▶ **What is needed**
Every record that follows should appear again in your answer, exactly the same.

=== Records for this exercise ===

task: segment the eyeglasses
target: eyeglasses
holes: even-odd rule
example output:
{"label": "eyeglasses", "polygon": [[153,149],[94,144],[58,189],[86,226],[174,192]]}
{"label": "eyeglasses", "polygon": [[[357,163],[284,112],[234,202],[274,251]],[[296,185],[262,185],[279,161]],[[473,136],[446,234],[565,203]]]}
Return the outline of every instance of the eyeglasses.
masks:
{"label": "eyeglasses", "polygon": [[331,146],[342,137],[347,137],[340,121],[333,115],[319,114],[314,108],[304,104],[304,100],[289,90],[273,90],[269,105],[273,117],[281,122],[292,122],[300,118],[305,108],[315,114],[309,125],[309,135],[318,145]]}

===

▶ **Answer section**
task: segment the eyeglasses
target: eyeglasses
holes: even-odd rule
example output:
{"label": "eyeglasses", "polygon": [[153,149],[94,144],[58,189],[86,226],[174,192]]}
{"label": "eyeglasses", "polygon": [[[357,163],[284,112],[234,202],[274,251]],[[296,185],[262,185],[279,161]],[[473,136],[446,234],[565,203]]]}
Return the outline of every instance of the eyeglasses.
masks:
{"label": "eyeglasses", "polygon": [[331,146],[342,137],[347,137],[340,121],[333,115],[319,114],[314,108],[304,104],[304,100],[289,90],[273,90],[269,105],[273,117],[281,122],[292,122],[300,118],[305,108],[315,114],[309,125],[309,135],[318,145]]}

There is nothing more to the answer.